----- TASK INPUTS -----
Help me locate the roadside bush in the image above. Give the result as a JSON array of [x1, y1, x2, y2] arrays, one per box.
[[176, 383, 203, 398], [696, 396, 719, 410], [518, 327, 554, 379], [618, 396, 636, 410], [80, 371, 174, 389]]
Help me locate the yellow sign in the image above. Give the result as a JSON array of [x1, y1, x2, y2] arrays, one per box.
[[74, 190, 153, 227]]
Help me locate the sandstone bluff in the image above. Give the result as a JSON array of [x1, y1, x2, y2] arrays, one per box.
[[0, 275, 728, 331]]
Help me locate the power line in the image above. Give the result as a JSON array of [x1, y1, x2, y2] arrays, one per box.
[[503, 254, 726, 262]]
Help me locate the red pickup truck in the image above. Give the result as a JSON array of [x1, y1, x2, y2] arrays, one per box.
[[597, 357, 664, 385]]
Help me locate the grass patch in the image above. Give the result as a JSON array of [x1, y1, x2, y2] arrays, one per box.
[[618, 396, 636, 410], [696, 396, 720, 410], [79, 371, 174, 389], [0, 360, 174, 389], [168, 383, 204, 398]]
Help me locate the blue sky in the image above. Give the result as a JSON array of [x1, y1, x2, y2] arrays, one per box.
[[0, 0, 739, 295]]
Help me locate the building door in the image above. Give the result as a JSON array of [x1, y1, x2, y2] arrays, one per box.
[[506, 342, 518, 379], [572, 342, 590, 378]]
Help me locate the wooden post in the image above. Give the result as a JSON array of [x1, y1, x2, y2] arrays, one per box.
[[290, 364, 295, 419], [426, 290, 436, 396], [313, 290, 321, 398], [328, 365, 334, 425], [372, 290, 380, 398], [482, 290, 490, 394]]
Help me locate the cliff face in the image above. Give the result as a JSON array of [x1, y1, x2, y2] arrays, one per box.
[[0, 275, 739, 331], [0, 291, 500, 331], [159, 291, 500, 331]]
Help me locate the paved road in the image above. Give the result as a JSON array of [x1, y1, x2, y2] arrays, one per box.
-----
GIVEN PROBLEM:
Copy out the part of the data that opens with the line containing "Help me locate the power" and closes with the line containing "[[597, 357, 664, 385]]", both lines included, and shift every bounding-box coordinate in the answers by adding -76. Give only those lines.

REPLY:
Help me locate the power line in the image above. Give the result as a JSON array of [x1, y1, x2, y2] arrays, one per box.
[[427, 178, 650, 186]]
Help me locate the red pickup truck in the image above. Give the result as a JSON array of [x1, y1, x2, y2] arrays, one per box.
[[521, 281, 588, 309]]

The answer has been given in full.